Text zum Lesen
Der Energieausweis ist nicht nur im Bauverfahren – die landesrechtliche Einführung erfolgte in OÖ bereits 1999 - sondern auch bei Vermietung, Verpachtung und Verkauf erforderlich (Bundesrecht). Diesen privatrechtlichen Anwendungsbereich des Energieausweises regelt der Bund im Energieausweis-Vorlage-Gesetz 2012 (EAVG 2012), BGBl. I Nr. 27/2012. Seit bereits 1. Dezember 2012 muss in Inseraten (in elektronischen sowie auch in Printmedien) verpflichtend die Angabe des Heizwärmebedarfs und des Gesamtenergieeffizienzfaktors (f GEE) erfolgen. Diese Pflicht gilt sowohl für die Verkäuferin oder den Verkäufer, die Bestandgeberin oder den Bestandgeber als auch für die bzw. den von dieser bzw. diesem beauftragten Immobilienmaklerin bzw. den Immobilienmakler.
Form und Inhalt des Energieausweises sind landesrechtlich geregelt. Im Sinne der Harmonisierung der bautechnischen Vorschriften in Österreich regelt die mit 1. September 2020 in Kraft getretene Oö. Bautechnikverordnungsnovelle 2020 dies nicht explizit, sondern verweist auf die OIB-Richtlinie 6 "Energieeinsparung und Wärmeschutz", Ausgabe 2019 des Österreichischen Institutes für Bautechnik. Auf der ersten Seite des Energieausweises ist als wichtigstes Merkmal die Effizienzskala dargestellt, auf der zweiten Seite sind die technischen Details zu den Energie- und Gebäudedaten zu finden gefolgt von den technischen Beiblättern (Anhang).
- HWBRef.SK: Der Referenz-Heizwärmebedarf beschreibt jene Wärmemenge, welche den Räumen zur Aufrechterhaltung einer Raumtemperatur von 22 °C rechnerisch am Standort des Gebäudes zugeführt werden muss (SK...Standortklima). Allfällige Erträge aus Wärmerückgewinnung von Lüftungsverlusten finden im Gegensatz zum HWBSK oder HWBRK keine Berücksichtigung.
- PEBSK: Der Primärenergiebedarf schließt die gesamte Energie für den Bedarf im Gebäude einschließlich des Aufwandes für die Energieaufbringung (Herstellung, Transport) mit ein. Er ist ein Indikator für den Bedarf an Energieressourcen.

Gesammeltes Material

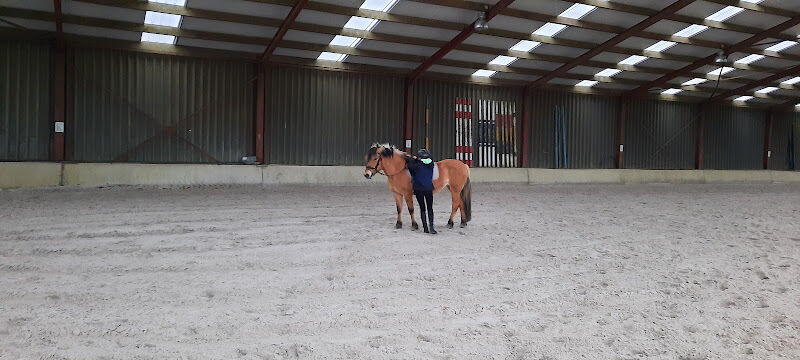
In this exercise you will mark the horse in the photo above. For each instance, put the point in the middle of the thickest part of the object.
(453, 174)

Aufgabe
Seit wann müssen laut dem Text zum Energieausweis Inserate den Heizwärmebedarf und den Gesamtenergieeffizienzfaktor angeben?

Antwort
Seit dem 1. Dezember 2012.